(What you should do)
Only the lines from the one containing "Could you please annotate the sidewalk" through the last line of the material should be returned, each exactly as it stands.

─── Given records ───

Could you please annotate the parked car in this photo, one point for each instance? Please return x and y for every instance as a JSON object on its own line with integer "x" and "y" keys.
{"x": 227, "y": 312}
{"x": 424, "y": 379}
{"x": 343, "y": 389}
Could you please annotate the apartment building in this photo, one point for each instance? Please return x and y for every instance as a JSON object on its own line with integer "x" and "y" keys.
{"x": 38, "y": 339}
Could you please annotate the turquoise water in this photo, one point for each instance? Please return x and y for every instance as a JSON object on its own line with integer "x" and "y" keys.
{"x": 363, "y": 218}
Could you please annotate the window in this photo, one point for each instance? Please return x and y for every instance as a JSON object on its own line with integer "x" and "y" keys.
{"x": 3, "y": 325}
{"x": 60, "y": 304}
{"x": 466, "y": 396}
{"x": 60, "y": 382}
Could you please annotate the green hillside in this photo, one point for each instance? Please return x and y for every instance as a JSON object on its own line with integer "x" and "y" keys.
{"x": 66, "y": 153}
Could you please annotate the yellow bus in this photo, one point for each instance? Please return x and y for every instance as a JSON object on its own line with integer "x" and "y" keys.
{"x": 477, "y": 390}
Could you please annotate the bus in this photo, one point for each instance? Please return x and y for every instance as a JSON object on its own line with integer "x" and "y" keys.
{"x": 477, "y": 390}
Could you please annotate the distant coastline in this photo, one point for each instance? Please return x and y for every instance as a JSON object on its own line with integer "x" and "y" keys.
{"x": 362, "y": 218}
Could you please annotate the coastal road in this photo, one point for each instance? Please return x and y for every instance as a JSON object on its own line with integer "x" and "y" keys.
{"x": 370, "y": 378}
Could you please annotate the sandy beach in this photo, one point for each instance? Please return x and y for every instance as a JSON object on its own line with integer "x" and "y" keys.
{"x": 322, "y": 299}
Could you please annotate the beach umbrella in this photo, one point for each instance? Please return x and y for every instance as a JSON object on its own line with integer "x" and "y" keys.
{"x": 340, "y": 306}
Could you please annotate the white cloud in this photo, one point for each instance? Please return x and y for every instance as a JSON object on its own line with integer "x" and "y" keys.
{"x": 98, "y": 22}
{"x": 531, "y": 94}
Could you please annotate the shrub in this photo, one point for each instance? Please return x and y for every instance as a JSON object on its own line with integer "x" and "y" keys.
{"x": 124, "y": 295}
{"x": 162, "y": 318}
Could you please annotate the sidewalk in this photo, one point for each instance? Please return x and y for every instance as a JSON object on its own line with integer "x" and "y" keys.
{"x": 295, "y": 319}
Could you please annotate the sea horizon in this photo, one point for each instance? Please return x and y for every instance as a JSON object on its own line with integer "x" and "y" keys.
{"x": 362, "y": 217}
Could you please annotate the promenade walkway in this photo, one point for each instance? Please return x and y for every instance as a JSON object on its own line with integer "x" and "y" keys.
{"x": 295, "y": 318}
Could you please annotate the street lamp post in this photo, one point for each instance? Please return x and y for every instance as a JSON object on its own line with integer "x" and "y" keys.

───

(Reply)
Could you please annotate the sidewalk in this photo, one point for each instance? Please return x and y for every instance as a JSON object on its own line with integer "x" and "y" keys.
{"x": 295, "y": 319}
Could you please annotate the sea horizon in this photo, one point for each instance? Please return x and y for every instance as a JSON object on its own line with integer "x" and "y" keys.
{"x": 362, "y": 217}
Could you please annotate the promenade walkway in this photo, one point for each instance? Please return x and y for every instance as a JSON object on its own line with integer "x" and "y" keys.
{"x": 295, "y": 318}
Could you please annotate the street lamp post in this photo, one point for each instance? Please return x and y for every instance as a JSON object on its own line with integer "x" and "y" keys.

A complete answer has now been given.